_SHORT TASK_.
Rewrite the lines from the one containing "spot any mist" through the one containing "[0, 0, 880, 273]", inclusive, replacing "cloudy sky" with "overcast sky" and leaving everything else unchanged.

_MATERIAL FOR THIS TASK_.
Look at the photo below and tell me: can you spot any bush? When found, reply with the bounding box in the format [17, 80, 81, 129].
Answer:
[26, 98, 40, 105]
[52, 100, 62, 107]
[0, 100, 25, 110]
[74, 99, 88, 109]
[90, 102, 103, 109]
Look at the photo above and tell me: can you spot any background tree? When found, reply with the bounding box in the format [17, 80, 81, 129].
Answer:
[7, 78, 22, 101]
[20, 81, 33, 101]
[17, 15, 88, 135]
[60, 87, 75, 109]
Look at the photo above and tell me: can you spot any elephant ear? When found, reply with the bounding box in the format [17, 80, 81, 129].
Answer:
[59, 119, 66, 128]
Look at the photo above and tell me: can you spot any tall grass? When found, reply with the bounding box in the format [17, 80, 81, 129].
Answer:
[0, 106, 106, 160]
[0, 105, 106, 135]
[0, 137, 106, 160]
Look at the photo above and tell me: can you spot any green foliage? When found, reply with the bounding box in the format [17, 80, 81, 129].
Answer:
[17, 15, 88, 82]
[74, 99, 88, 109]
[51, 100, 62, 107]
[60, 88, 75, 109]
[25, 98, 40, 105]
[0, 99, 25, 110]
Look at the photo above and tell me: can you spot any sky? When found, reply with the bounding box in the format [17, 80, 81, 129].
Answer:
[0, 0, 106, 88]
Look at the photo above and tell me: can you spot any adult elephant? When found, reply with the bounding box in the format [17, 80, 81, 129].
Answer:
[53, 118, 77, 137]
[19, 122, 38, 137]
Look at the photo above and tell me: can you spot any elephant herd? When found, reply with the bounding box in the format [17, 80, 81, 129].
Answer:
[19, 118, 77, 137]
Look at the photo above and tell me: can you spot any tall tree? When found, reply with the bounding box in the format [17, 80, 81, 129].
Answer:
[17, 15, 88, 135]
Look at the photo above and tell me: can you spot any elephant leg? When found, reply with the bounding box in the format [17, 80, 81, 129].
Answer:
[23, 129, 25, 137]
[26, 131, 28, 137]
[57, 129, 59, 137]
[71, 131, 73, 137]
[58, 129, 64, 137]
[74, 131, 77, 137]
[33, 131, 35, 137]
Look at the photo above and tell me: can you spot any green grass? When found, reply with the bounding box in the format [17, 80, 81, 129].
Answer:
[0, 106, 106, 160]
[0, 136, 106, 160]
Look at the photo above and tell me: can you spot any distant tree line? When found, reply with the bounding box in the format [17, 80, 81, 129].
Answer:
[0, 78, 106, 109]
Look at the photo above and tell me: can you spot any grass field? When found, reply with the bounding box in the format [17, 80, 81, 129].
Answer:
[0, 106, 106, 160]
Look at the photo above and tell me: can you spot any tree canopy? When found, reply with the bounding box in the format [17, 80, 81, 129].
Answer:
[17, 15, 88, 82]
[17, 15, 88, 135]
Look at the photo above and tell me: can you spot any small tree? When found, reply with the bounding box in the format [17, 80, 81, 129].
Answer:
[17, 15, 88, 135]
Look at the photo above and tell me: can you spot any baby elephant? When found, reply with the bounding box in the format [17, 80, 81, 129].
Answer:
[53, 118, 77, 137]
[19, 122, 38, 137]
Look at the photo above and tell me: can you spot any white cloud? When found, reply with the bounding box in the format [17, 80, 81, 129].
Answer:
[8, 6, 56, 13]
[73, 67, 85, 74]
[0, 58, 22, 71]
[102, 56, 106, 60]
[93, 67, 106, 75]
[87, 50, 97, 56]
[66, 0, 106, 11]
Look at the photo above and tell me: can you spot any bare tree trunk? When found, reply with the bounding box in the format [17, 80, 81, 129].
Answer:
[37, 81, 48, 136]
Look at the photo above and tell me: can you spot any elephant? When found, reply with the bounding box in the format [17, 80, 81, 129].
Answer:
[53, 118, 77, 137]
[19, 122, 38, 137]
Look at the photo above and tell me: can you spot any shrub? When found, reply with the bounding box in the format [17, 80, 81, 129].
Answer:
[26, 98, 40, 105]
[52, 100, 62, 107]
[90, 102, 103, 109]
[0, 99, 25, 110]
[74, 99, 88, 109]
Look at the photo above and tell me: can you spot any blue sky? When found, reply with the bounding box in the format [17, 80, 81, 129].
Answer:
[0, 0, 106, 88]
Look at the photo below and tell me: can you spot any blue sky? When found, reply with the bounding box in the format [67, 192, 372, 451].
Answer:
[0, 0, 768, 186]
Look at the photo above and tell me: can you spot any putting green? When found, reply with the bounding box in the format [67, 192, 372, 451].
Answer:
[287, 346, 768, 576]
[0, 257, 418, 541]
* * *
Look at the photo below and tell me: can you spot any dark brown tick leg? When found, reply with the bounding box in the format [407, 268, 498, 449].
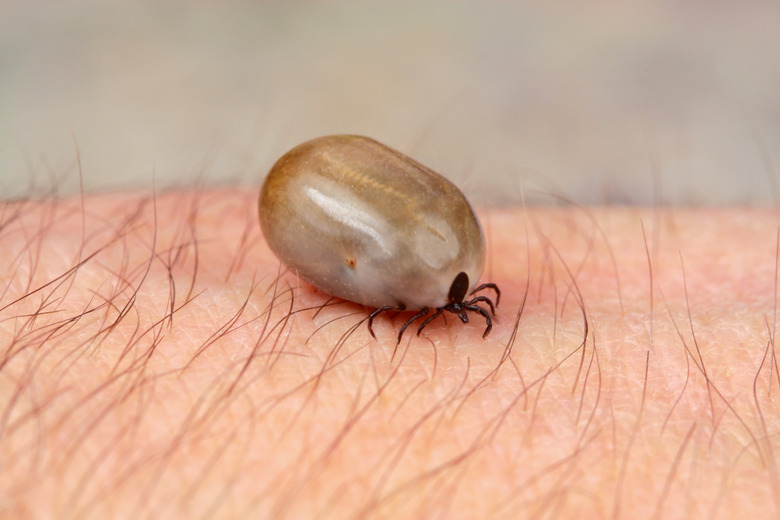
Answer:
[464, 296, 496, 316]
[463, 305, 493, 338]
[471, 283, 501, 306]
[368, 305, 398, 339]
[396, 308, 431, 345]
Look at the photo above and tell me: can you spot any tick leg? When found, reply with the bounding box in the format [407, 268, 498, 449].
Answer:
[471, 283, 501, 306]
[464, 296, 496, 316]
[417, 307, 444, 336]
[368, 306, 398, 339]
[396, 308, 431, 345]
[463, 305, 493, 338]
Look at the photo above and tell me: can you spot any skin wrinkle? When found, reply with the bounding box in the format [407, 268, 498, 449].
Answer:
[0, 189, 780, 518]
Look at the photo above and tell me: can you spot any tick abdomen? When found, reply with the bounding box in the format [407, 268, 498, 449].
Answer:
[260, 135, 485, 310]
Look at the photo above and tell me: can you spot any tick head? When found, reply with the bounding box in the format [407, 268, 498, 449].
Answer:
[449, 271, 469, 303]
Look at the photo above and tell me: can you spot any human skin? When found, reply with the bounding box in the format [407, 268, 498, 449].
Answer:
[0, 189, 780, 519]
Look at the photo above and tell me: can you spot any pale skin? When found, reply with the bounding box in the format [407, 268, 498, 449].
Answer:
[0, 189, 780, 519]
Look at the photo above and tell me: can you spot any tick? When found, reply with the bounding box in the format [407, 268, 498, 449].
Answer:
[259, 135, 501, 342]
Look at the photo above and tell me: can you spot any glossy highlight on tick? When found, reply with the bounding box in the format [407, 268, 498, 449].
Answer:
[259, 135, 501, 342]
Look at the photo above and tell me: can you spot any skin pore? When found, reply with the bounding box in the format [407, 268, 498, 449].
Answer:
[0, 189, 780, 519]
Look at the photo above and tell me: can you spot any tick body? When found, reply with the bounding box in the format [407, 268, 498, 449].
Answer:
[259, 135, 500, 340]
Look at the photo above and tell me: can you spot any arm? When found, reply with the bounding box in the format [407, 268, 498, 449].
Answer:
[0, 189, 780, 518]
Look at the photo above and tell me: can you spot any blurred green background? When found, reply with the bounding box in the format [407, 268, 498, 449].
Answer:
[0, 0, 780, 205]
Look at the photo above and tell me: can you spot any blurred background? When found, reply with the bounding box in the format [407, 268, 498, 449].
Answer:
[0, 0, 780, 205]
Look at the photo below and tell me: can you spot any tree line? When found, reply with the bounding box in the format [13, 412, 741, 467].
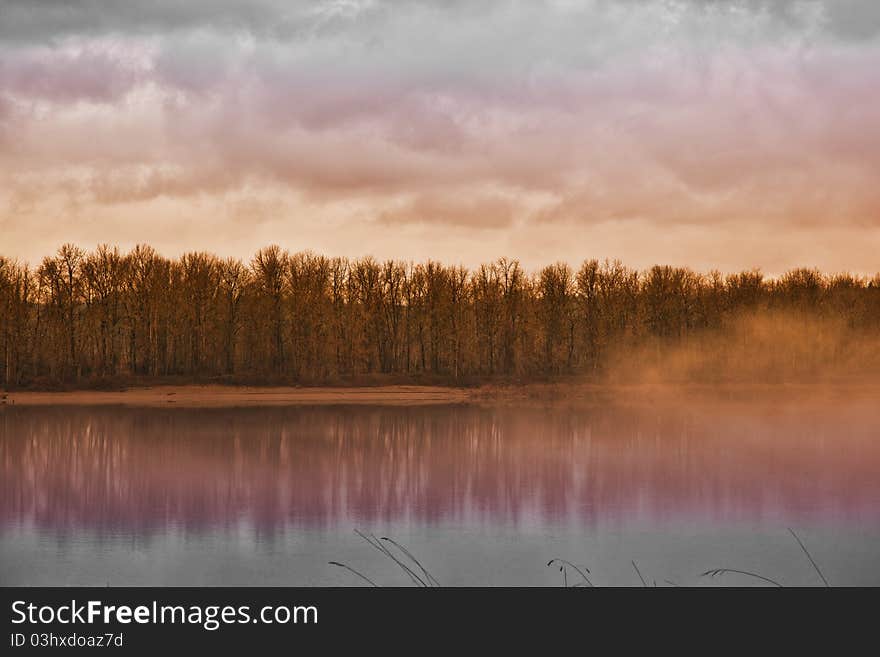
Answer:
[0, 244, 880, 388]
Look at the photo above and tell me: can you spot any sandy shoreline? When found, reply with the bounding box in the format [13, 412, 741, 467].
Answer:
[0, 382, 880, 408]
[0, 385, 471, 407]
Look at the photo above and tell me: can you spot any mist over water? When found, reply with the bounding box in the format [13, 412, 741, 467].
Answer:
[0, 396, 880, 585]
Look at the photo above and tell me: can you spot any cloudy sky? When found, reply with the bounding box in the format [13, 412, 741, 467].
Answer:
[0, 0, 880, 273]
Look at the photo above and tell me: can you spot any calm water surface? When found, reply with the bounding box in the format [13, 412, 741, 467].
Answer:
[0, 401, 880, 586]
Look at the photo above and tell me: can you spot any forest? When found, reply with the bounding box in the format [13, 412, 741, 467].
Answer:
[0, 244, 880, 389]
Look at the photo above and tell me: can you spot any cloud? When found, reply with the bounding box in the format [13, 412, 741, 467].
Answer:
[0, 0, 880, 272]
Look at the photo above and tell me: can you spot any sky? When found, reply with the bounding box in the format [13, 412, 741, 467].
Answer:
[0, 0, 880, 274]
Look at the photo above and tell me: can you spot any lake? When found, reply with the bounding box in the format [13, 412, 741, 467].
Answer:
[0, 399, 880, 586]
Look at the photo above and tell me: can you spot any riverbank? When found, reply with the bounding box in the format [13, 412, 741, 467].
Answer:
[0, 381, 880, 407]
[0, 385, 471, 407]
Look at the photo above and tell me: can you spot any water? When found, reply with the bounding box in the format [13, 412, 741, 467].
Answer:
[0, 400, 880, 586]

_ANSWER TO THE EXERCISE_.
Look at the photo above and tell me: can you spot any mist over water? When found, reply with the bounding box in the format [13, 412, 741, 467].
Answer:
[0, 396, 880, 585]
Look at the photo above and tell me: can you spot any overcast sky? When found, reply with the bounding box in the format [13, 412, 741, 467].
Answer:
[0, 0, 880, 273]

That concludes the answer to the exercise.